# MATERIALS PROVIDED
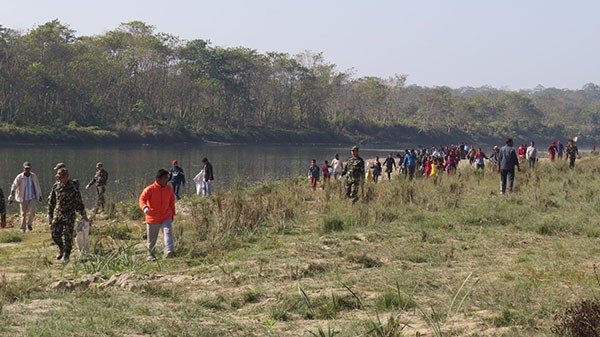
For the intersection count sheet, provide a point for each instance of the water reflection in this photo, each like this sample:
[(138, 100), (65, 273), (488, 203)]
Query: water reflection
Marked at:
[(131, 167)]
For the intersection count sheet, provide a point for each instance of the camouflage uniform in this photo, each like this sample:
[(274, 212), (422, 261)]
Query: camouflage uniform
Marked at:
[(571, 152), (63, 202), (354, 171), (100, 179)]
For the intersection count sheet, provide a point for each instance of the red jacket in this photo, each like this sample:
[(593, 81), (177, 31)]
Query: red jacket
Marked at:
[(160, 202)]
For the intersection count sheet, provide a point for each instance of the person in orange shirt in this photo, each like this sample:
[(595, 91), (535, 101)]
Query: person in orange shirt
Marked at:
[(158, 203)]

# OBJECTIVE
Can you write out the listing above again with "intersection count sheet" swapped for "crossing tally sheet" throughout, changing nothing else and omitting the pictures?

# THE RESPONSE
For the crossing tally sheet, provide a point for each instance of the water reflection in this photo, each like this sample:
[(138, 100), (65, 273), (488, 203)]
Query: water reflection
Marked at:
[(131, 167)]
For the crossing tally sheet, provide a point for each instance of the camouflage uniform in this photo, each like this sample:
[(274, 212), (422, 261)]
Query: camouflage uniform
Marked at:
[(571, 152), (63, 202), (354, 171), (100, 179)]
For the crossing tally sheet, provide a point for each instance of the red jacket in this photo, each like this sample:
[(593, 81), (177, 31)]
Query: red jacket
Marked at:
[(160, 202)]
For the crossing tally sheet, provide a point for each instance of the person in orange shirt in this photo, each like this sample:
[(595, 91), (535, 101)]
Query: person in orange shirt
Marked at:
[(158, 203)]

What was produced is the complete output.